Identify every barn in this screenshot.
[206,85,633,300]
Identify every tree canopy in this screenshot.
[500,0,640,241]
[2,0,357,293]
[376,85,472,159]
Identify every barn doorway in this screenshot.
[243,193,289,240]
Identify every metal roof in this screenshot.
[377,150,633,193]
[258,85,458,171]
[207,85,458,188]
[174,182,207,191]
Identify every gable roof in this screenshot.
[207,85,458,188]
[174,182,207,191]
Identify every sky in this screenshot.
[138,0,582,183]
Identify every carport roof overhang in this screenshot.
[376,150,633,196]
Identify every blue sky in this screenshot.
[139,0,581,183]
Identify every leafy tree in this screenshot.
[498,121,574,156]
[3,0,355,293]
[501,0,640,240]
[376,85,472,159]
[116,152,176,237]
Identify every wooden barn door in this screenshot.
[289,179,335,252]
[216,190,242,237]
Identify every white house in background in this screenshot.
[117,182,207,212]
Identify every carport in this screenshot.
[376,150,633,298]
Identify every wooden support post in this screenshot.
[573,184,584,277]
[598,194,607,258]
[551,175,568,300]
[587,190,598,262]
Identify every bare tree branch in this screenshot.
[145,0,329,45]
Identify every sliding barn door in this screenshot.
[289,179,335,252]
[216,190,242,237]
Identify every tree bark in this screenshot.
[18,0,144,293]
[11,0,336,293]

**Instructions for the task**
Reproduce the items beginning with the first line and continuing through the line containing "[243,193,289,240]", substituting "image" for "screenshot" and leaving everything else unchanged.

**Correct output**
Identify every barn in this image.
[206,85,633,300]
Identify every tree canopy in this image.
[500,0,640,241]
[2,0,357,293]
[376,85,472,159]
Identify every barn doorway in this image.
[243,193,289,240]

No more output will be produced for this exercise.